── EXTRAIT PRÉSENTÉ ──

A.1.2. Selon la partie demanderesse devant la juridiction a quo, la mesure en cause est prétendument justifiée par la volonté du législateur de recapitaliser les petites et moyennes entreprises ainsi que par le souci de limiter les abus résultant de la surévaluation des apports. Or, l’exclusion systématique des apports de créance est contraire à ces objectifs, dès lors que de tels apports permettent une recapitalisation et ne sont pas susceptibles d’une évaluation frauduleuse, puisqu’une somme d’argent ne peut pas être surestimée. Partant, la mesure en cause n’est pas raisonnablement justifiée et elle s’avère discriminatoire.

───
── DONNÉES FOURNIES ──

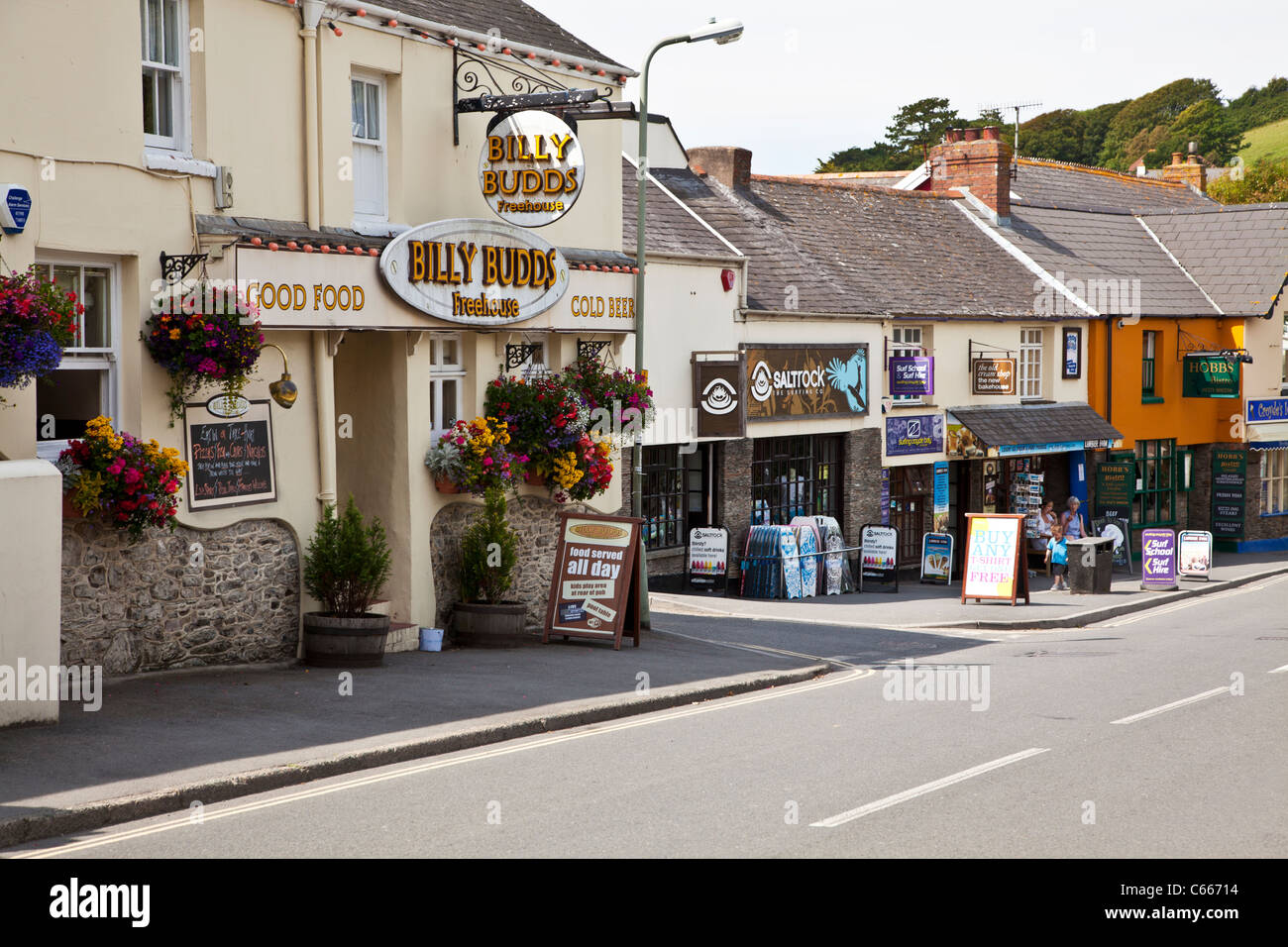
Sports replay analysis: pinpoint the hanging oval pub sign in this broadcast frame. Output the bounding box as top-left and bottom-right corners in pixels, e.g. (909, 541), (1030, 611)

───

◆ **LISTE DES CONSIGNES**:
**A)** D'après l'extrait présenté, pourquoi les apports de créance ne sont-ils pas susceptibles d'une évaluation frauduleuse ?
**B)** Poursuivez l'extrait sur l'exclusion des apports de créance après sa dernière phrase.

◆ **RÉPONSES SUCCESSIVES**:
**A)** Parce qu'une somme d'argent ne peut pas être surestimée.

**B)**
A.1.3. En réponse aux arguments avancés par le Conseil des ministres, la partie demanderesse devant la juridiction a quo affirme qu’une diminution des dettes d’une société permet de disposer de liquidités supplémentaires pour atteindre ses objectifs, puisqu’une telle diminution permet de libérer les ressources financières qui étaient auparavant affectées au remboursement des dettes. Autrement dit, un apport de créance permet d’améliorer la situation financière nette de la société en ce que des capitaux deviennent disponibles pour les besoins en développement. Par ailleurs, en ce qui concerne le recours au dispositif anti-abus prévu à l’article 344, § 1er, du Code des impôts sur les revenus 1992 (ci-après : le CIR 1992), évoqué par le Conseil des ministres, la partie demanderesse devant la juridiction a quo soutient qu’un tel argument revient à priver le contribuable du bénéfice du taux réduit, alors même que les conditions légales sont réunies. En réalité, selon elle, la seule question pertinente en l’espèce est celle de savoir si l’apport en nature d’une créance est susceptible d’une évaluation frauduleuse, dès lors que c’est pour ce motif que la juridiction a quo a interrogé la Cour.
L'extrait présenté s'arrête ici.